## [Your instructions]
Rewrite the listing from the line containing "[tag] elephant right" up to and including the line containing "(1016, 597)", swapping every "pixel values" for "pixel coordinates" and leaving all else unchanged. Return only those lines.

## [Records from a data collection]

▬▬▬▬▬▬▬▬▬▬

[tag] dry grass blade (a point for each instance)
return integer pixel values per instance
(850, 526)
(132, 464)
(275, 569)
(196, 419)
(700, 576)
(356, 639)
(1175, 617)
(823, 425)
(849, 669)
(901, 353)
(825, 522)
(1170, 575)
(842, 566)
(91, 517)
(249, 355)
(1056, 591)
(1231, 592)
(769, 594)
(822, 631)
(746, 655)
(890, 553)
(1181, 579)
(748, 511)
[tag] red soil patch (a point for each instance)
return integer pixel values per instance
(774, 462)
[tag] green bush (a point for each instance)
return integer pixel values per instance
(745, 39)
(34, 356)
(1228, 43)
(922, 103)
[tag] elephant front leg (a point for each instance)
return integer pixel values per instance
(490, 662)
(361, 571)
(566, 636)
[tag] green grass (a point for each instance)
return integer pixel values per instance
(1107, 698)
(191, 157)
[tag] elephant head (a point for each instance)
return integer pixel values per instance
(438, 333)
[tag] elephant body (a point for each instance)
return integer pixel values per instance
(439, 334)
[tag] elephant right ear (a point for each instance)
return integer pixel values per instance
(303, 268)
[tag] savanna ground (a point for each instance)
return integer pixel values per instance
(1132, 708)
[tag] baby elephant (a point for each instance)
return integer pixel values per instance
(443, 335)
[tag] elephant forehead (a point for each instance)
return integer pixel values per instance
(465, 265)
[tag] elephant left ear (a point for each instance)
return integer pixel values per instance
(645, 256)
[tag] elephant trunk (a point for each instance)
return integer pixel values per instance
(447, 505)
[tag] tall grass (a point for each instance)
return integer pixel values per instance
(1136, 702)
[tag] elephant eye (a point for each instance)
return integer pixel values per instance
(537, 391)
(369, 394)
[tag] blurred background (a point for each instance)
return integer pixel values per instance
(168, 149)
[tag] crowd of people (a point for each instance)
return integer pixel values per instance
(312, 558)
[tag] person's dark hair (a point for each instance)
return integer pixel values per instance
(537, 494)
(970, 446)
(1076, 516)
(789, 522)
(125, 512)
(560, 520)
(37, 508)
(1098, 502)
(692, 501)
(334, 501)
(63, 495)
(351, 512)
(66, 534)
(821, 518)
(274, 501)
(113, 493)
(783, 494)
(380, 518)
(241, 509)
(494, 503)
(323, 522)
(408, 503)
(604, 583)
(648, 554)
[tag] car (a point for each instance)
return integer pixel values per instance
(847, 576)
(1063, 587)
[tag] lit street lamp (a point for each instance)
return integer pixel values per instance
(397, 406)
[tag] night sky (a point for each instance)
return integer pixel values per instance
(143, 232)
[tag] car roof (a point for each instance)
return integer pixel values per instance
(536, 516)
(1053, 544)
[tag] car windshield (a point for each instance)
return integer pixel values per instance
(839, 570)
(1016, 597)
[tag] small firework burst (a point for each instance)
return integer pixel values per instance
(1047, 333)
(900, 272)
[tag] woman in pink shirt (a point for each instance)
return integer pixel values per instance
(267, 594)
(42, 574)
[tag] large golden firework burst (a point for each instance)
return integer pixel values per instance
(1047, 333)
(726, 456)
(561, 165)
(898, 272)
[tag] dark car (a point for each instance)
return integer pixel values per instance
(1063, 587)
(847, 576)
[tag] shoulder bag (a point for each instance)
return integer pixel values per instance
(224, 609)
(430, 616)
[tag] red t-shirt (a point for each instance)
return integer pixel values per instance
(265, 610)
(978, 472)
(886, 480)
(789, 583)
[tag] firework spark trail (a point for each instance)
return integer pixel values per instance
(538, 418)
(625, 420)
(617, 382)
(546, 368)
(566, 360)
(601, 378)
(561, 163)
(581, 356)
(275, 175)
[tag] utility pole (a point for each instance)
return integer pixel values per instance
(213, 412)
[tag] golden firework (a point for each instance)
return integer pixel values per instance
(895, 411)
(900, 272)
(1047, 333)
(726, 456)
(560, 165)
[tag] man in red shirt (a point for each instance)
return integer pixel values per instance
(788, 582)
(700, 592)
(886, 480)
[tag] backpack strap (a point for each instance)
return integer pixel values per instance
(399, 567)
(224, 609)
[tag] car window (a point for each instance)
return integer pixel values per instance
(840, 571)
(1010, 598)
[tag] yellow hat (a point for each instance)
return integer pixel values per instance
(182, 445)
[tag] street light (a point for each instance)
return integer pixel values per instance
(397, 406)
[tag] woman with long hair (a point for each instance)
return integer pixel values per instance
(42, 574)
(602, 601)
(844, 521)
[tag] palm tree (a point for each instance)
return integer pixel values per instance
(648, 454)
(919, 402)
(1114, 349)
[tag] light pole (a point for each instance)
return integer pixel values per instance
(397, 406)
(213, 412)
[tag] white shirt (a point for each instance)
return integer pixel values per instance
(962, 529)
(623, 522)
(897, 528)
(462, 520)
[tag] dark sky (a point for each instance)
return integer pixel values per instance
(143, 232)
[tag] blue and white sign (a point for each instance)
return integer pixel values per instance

▬▬▬▬▬▬▬▬▬▬

## [Answer to this problem]
[tag] elephant right ear (a point for each instance)
return integer pixel coordinates per instance
(303, 268)
[tag] savanna ground (a point for each instance)
return integer pixel coordinates per instance
(1132, 708)
[tag] baby elephant (a point for each instance)
return integer pixel coordinates per instance
(443, 335)
[tag] elephant forehead (a point for each instance)
return integer pixel coordinates per instance
(465, 265)
[tag] elephant left ear (a point for each instance)
return integer pixel coordinates per instance
(645, 256)
[tag] elephant trunk (a point for each instance)
return integer pixel coordinates per instance
(447, 505)
[tag] tall grass (a point for each instance)
return integer pixel coordinates per instance
(1136, 702)
[tag] elephant eye (a point for each instance)
return integer pixel coordinates per instance
(537, 391)
(369, 394)
[tag] blurred background (a point for each instance)
return integer pixel coordinates per instance
(168, 149)
[tag] crowd of people (a point for each instance)
return integer pixel coordinates per instance
(312, 558)
[tag] person's dark hair (a point for each instance)
return integer pixel coordinates per instance
(537, 494)
(970, 446)
(1076, 516)
(789, 522)
(125, 512)
(560, 520)
(37, 508)
(1098, 502)
(692, 501)
(334, 501)
(63, 495)
(351, 512)
(66, 534)
(821, 518)
(274, 501)
(113, 493)
(783, 494)
(380, 518)
(241, 509)
(494, 503)
(323, 522)
(408, 503)
(604, 583)
(648, 554)
[tag] car (a point for each instance)
return integer pixel coordinates per instance
(847, 576)
(1063, 587)
[tag] lit street lamp (a point for each instance)
return integer pixel coordinates per instance
(397, 406)
[tag] night sky (a point for each instance)
return integer pixel coordinates per instance
(143, 232)
[tag] car roof (a point for each instance)
return integer pixel coordinates per instance
(536, 516)
(1053, 544)
[tag] car windshield (a point for each instance)
return integer pixel coordinates per instance
(839, 570)
(1016, 597)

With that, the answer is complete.